- _TASK BRIEF_
Images stay out. Everything else in the records is repeated exactly.

- _DATA SHOWN_
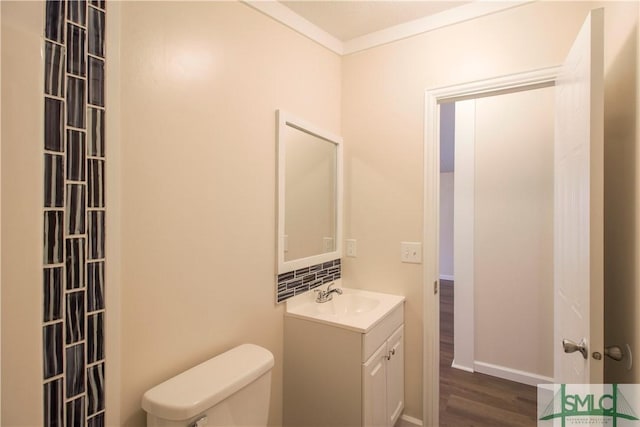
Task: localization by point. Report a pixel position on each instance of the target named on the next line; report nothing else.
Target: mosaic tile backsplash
(74, 214)
(299, 281)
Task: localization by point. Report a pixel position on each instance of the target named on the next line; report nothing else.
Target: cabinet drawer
(381, 332)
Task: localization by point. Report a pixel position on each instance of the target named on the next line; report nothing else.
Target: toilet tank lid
(205, 385)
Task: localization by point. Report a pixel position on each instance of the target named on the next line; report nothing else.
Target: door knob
(571, 347)
(614, 352)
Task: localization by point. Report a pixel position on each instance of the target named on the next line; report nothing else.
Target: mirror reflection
(309, 192)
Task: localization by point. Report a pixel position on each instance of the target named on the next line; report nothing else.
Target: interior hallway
(473, 399)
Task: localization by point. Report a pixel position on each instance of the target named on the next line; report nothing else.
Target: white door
(579, 208)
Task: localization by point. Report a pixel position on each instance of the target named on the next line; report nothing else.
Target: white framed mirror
(309, 169)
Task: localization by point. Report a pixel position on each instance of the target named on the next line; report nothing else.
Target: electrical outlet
(411, 252)
(351, 247)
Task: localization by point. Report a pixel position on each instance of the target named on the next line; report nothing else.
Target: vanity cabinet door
(395, 376)
(374, 389)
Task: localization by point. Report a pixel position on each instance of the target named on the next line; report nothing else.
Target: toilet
(231, 389)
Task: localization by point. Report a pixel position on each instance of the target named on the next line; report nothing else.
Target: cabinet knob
(391, 353)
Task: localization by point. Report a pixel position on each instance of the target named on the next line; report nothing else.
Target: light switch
(351, 247)
(411, 252)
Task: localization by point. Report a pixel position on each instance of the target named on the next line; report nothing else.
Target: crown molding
(445, 18)
(286, 16)
(466, 12)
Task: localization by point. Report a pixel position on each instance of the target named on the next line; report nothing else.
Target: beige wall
(513, 283)
(22, 201)
(383, 116)
(188, 210)
(201, 82)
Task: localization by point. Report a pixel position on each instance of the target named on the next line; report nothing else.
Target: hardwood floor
(473, 399)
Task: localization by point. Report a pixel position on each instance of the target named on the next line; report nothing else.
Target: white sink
(355, 309)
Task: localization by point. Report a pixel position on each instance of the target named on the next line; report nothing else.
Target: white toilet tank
(231, 389)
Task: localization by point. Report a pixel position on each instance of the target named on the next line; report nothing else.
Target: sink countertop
(356, 309)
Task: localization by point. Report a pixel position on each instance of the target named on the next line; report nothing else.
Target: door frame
(431, 221)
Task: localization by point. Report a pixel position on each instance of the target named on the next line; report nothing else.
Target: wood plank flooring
(473, 399)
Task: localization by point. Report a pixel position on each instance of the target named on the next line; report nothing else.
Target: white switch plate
(411, 252)
(351, 247)
(327, 244)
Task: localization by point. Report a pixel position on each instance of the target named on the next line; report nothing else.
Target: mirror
(309, 194)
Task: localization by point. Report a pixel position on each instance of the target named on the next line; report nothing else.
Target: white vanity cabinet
(383, 383)
(341, 376)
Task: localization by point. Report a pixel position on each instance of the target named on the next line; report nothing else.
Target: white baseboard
(461, 367)
(407, 421)
(511, 374)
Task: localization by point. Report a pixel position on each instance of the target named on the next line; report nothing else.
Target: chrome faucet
(327, 294)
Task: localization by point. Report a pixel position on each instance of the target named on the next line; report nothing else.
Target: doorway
(503, 253)
(536, 79)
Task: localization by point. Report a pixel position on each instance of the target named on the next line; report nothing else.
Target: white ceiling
(349, 26)
(348, 19)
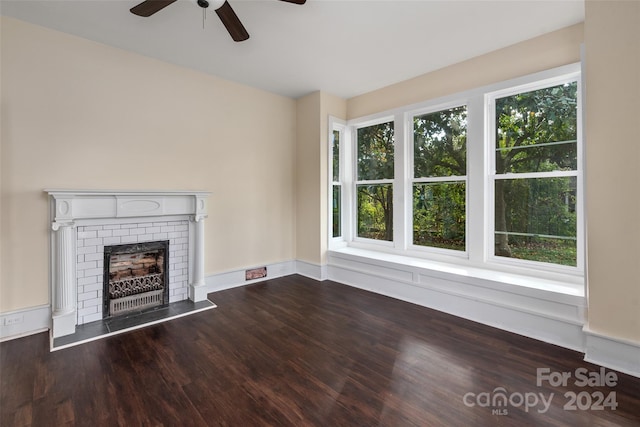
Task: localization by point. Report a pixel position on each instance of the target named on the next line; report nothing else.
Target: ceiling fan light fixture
(213, 4)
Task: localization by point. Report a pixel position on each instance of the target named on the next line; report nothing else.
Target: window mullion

- _EXERCISE RESULT_
Task: localization by point. Report a pixel position on each instance of the target named on the next line; report nothing else.
Target: mosaic tile backsplash
(74, 214)
(299, 281)
Task: localization by point. Report a pixel position on each instance of the target named on the next line; report nothing else.
Target: cabinet drawer
(381, 332)
Task: localization by point. Report a pixel position on each instance of the target named on the next line; report nothing else.
Target: toilet tank lid
(205, 385)
Task: localization by point. Report a pixel position on each instance of the target named on the next line; report nothing else.
Target: door knob
(571, 347)
(614, 352)
Task: localization by point. Report a pixel position on each instance of the target named on the next line; report nothing else.
Target: mirror reflection
(309, 192)
Task: localization by point. Report a pixel position on each instance of the target named on the next line; report nothing else.
Target: interior hallway
(473, 399)
Task: localization by point. Report a pixel position on each instance of the target named on the next line; report nothing else.
Target: white door
(579, 208)
Task: localization by point. Report a pixel position on each instance of the target named on the next line; report nothing else.
Target: white framed mirror
(309, 169)
Task: localization by point. Report a pixel position on each instance of the target named on the next line; report nothing else.
Target: electrical outlet
(411, 252)
(351, 247)
Task: localization by point. Report a pixel position on each instance of the target named on the next line; report nothing else.
Target: vanity cabinet door
(395, 376)
(374, 389)
Task: localization by point. Report a pixel position on each instance of the target named on the next line; report nothing else.
Target: toilet
(231, 389)
Task: localization by point. Report a pixel position on each instance of the target named on the next line; report nothing else.
Target: cabinet knob
(391, 353)
Task: localization by point. Report a pixel position on each instance of the target named on the next line; report nothing else.
Target: light switch
(351, 247)
(411, 252)
Task: localization by point. Report a pixel position on each instance of the target named on the next line; report nothing else.
Target: crown molding
(445, 18)
(286, 16)
(466, 12)
Task: localization by point. Report a pixel position on each instance of the target named on the next line; report nothing else.
Target: beige wall
(513, 283)
(22, 201)
(383, 116)
(188, 210)
(201, 82)
Task: localization by point. Report a pixel position on each instance of the target named on the next line; report nothing else.
Target: hardwood floor
(473, 399)
Task: localization by point. Report a pixel position on each instance of the target named on the next line; report nothing else.
Target: white sink
(355, 309)
Task: localization by point. Report a pixel position on each instance of the target named on the next line; report nothing else.
Target: white toilet tank
(231, 389)
Task: localization by point. Report a pixel position on each instance of the target named on the next line; report nothing else.
Target: sink countertop
(356, 309)
Task: localization by point. Report a pixel position on each instance of the target named on the next line; report nothing else.
Target: door frame
(431, 221)
Task: localization by point. Report a pixel position on each instance of the target named on the next line; report nothing else.
Target: wood plank flooring
(473, 399)
Task: localization by point. Report a pixel position on each instance of the target named on the next line; report nothing else.
Target: white switch plate
(411, 252)
(351, 247)
(327, 244)
Task: localization by point. Report a pixel position on each instance of the target named on the next line; report nothing else.
Target: mirror
(309, 194)
Task: localization by point. Report a pixel position on each instance of the target named on the next line; report nothing else.
Target: white vanity cabinet
(383, 383)
(341, 376)
Task: localization by point. Report a pixel position on each instance of the target named on the next line; report nothing else.
Target: white baseboard
(461, 367)
(407, 421)
(511, 374)
Task: localization by point. Report a pixel position on each instance of the target named on the next line; report nothing else.
Target: chrome faucet
(327, 294)
Task: localization by point. Report a pixel position on each instance of the target named on the next line; report nothing else.
Target: doorway
(503, 253)
(536, 79)
Task: localization by point. Report a pixel position on each instance of the target named on the next line; report nothing else.
Target: white ceiling
(349, 26)
(348, 19)
Task: localization by point. Report a pixel position on each instance of the target named on the next line; report nothing else.
Target: ceiling fan light fixture
(213, 4)
Task: localization by point. Report a pixel position on each instance of the target named on the next line; report nothing else.
Target: window mullion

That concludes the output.